◆ **SUPPLIED MATERIAL**:
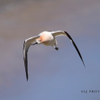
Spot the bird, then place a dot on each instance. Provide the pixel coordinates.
(47, 38)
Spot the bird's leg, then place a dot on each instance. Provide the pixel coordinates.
(56, 48)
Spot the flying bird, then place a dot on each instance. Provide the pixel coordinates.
(47, 38)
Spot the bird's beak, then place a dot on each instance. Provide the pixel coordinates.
(35, 43)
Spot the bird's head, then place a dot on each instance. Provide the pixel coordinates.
(38, 40)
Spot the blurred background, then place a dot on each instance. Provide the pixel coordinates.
(53, 75)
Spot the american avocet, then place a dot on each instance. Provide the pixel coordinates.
(47, 38)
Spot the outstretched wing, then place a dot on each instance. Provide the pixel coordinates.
(27, 43)
(57, 33)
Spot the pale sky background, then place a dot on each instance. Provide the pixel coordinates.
(53, 75)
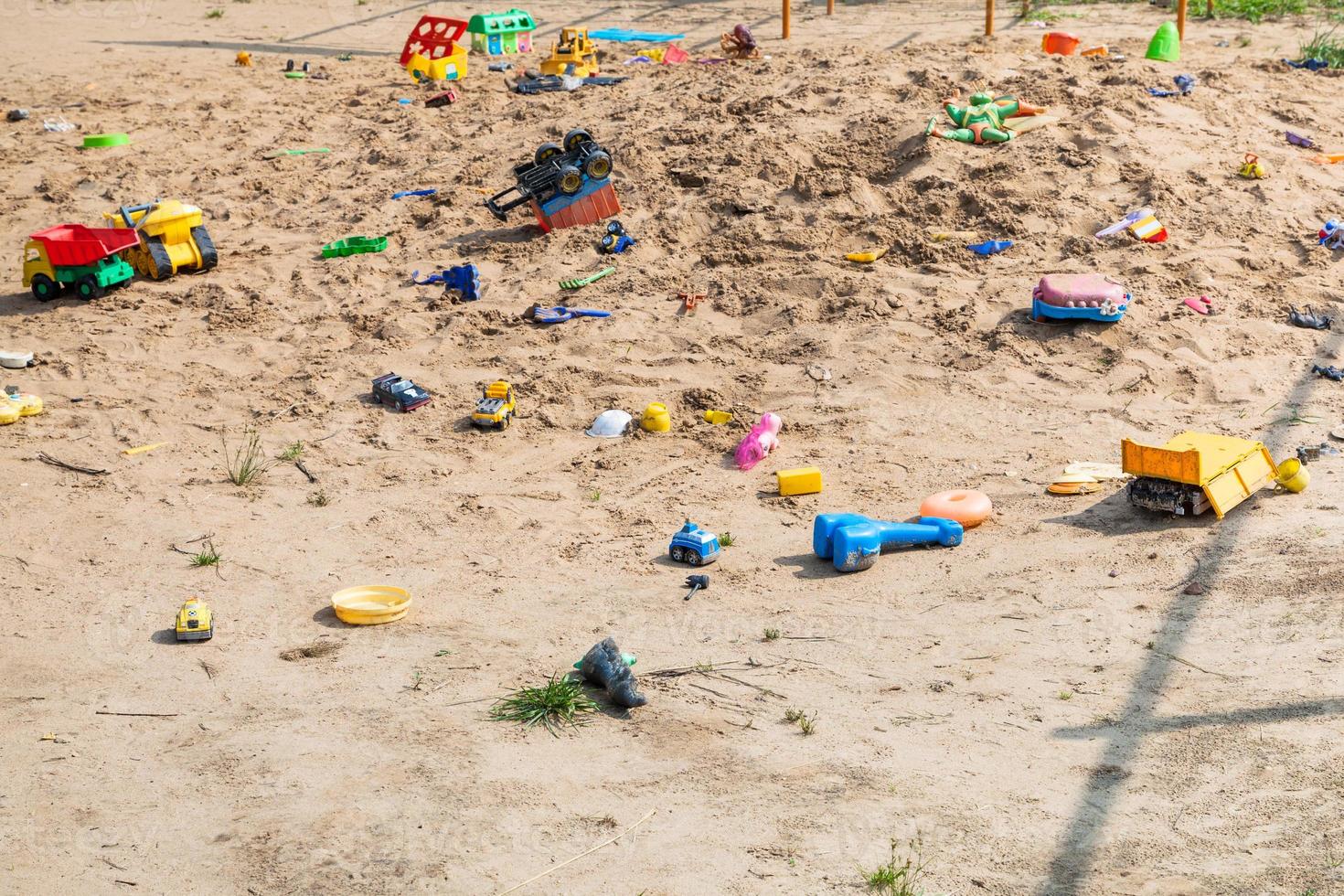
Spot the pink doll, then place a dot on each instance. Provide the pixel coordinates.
(763, 440)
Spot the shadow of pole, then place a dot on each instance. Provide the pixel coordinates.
(1072, 864)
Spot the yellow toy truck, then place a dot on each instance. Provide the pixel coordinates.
(495, 407)
(194, 621)
(572, 55)
(1195, 472)
(172, 238)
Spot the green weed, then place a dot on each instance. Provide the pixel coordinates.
(900, 876)
(208, 557)
(1324, 45)
(557, 704)
(248, 463)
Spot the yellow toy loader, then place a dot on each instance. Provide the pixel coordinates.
(572, 55)
(172, 238)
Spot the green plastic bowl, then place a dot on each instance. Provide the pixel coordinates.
(93, 142)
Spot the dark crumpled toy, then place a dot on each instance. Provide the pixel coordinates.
(603, 666)
(1328, 372)
(1308, 318)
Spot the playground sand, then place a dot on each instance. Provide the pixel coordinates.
(1044, 706)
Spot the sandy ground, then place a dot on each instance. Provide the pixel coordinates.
(1044, 706)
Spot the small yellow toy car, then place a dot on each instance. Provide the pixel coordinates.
(495, 407)
(194, 621)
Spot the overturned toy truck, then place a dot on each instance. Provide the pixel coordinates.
(566, 185)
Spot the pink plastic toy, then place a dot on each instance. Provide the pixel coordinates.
(763, 440)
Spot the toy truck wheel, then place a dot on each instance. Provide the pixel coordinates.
(546, 151)
(575, 137)
(159, 265)
(208, 254)
(598, 165)
(43, 288)
(88, 288)
(571, 180)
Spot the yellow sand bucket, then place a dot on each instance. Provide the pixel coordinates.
(371, 604)
(656, 418)
(1292, 475)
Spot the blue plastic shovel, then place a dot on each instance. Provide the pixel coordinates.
(560, 315)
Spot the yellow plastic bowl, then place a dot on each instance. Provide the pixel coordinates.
(1292, 475)
(371, 604)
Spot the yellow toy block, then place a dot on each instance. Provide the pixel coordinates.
(451, 68)
(803, 481)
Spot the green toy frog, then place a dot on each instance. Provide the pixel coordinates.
(983, 120)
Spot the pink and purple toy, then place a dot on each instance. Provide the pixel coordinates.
(763, 440)
(1089, 297)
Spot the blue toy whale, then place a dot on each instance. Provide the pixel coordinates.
(852, 541)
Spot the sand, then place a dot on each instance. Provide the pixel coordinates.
(1046, 706)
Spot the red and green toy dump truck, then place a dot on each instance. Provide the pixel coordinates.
(77, 257)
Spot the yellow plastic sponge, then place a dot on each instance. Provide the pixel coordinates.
(803, 481)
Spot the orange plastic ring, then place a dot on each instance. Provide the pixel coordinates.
(966, 507)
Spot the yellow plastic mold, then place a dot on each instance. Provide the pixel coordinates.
(803, 481)
(371, 604)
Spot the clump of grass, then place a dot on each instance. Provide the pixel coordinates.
(557, 704)
(208, 557)
(248, 463)
(806, 724)
(900, 876)
(1324, 45)
(1255, 11)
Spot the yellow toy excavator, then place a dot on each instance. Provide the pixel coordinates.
(575, 55)
(172, 238)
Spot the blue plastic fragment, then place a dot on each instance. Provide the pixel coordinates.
(625, 35)
(991, 246)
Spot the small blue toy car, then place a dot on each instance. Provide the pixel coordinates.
(694, 546)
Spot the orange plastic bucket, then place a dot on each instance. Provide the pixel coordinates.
(1061, 42)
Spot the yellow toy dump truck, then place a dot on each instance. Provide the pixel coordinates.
(495, 407)
(572, 55)
(1195, 472)
(172, 238)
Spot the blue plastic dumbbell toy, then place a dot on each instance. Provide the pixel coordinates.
(852, 541)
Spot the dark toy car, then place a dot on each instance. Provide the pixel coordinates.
(400, 392)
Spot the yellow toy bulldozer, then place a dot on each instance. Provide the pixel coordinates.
(172, 238)
(572, 55)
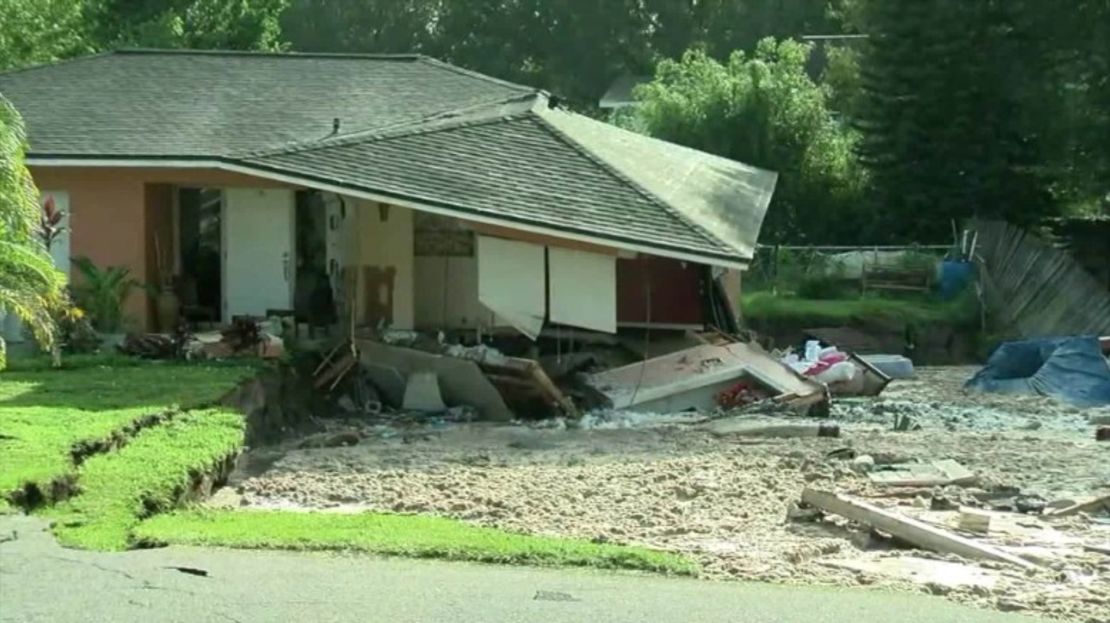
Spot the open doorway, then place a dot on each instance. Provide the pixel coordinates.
(199, 233)
(313, 295)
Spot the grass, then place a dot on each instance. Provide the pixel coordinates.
(406, 535)
(148, 474)
(44, 414)
(765, 307)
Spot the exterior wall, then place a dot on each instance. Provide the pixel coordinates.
(447, 277)
(114, 212)
(158, 220)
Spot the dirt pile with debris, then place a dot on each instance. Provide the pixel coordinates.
(732, 502)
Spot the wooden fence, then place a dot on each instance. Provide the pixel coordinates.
(1035, 290)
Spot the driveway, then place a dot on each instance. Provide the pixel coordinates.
(40, 581)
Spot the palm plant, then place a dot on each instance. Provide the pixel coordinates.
(101, 293)
(30, 287)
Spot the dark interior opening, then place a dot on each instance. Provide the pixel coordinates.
(199, 222)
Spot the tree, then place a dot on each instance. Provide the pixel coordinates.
(766, 111)
(39, 31)
(30, 285)
(231, 24)
(949, 127)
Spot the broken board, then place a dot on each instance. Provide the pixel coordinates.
(522, 380)
(937, 473)
(908, 529)
(921, 571)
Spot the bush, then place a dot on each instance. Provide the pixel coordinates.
(826, 288)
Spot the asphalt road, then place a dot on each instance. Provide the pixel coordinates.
(40, 581)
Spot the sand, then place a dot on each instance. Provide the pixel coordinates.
(730, 502)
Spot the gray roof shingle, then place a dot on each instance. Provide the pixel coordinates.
(411, 128)
(168, 103)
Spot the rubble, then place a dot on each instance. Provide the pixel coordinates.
(908, 529)
(700, 377)
(664, 480)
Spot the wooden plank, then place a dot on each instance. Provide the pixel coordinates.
(544, 381)
(515, 382)
(909, 530)
(336, 370)
(1085, 506)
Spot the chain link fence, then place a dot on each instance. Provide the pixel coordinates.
(825, 272)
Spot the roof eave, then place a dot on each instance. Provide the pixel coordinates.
(424, 204)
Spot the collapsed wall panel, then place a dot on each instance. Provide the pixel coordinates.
(512, 282)
(583, 289)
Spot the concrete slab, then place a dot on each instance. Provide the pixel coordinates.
(692, 378)
(422, 393)
(461, 382)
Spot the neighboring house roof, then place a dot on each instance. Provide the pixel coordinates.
(411, 129)
(619, 93)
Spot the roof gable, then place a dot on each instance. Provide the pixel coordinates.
(410, 129)
(190, 103)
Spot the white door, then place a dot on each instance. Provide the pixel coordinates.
(259, 259)
(11, 328)
(59, 249)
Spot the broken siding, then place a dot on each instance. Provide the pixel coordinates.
(583, 289)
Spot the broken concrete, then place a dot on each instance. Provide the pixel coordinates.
(462, 382)
(422, 393)
(692, 379)
(937, 473)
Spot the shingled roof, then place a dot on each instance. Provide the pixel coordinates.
(411, 128)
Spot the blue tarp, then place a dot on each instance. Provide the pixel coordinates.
(1069, 369)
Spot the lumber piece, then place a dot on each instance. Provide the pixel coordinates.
(907, 529)
(1085, 506)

◆ **TASK TO COMPLETE**:
Reproduce the listing above exactly from the line containing "Spot the broken board, then" through its last line, with both of those lines included.

◆ **YOUR RESPONSE**:
Spot the broken board, then place a dot on each instance. Provide the pixel coordinates.
(522, 380)
(937, 473)
(908, 529)
(921, 571)
Spot the bush, then place a dot on each instance. Provide the pixel coordinates.
(826, 288)
Spot the asphalt road, then place a dot on each instance. Provide the pixel coordinates.
(40, 581)
Spot the sand, then place a dot on each instance. Provide the pixel coordinates.
(730, 502)
Spot the gray roof shingle, then place a dot on each instance. Provide the pixel coordinates.
(411, 128)
(168, 103)
Spot the rubble, then place a dot on each instance. Provide the pixel coordinates.
(908, 529)
(700, 377)
(664, 480)
Spot the wooden plank, then place a dot on each instance. Provide the pixel coordinates.
(544, 381)
(515, 382)
(909, 530)
(336, 370)
(1085, 506)
Spot the chain link fence, then place a dot on each instance. Provide the pixel coordinates.
(825, 272)
Spot the roof eave, then place a dot on each instance. Provide the pixel coordinates.
(424, 204)
Spot the collapsed wall panel, then place a dot on each instance. Provide the pixel coordinates.
(512, 282)
(583, 289)
Spot the concrete slab, then place a dot on each instance. Provide the pixel coordinates.
(692, 378)
(422, 393)
(461, 382)
Spot the neighboring house roof, then place a dot on each instance. Provide the pixel coordinates.
(411, 129)
(619, 93)
Spot the roof gable, then place a dot on each instance. Provide the pixel coordinates.
(410, 129)
(190, 103)
Spot the white door, then place a dot on each instance. Provide the pixel coordinates.
(259, 259)
(11, 328)
(59, 249)
Spot the broken siding, then place a dot on each instance. Provide the pixel coordinates.
(583, 289)
Spot the broken concrete, then place a dot on each instance. Provide the pixel coordinates.
(462, 382)
(422, 393)
(692, 379)
(937, 473)
Spot the shingled roof, then place a dot on each instance. Provide the pixel coordinates.
(411, 128)
Spot the blue tarp, then place a dot on each instance. Provide the pixel coordinates.
(1069, 369)
Spot the lumber piece, then place a dot on each instance. Provide the pixel coordinates.
(907, 529)
(1085, 506)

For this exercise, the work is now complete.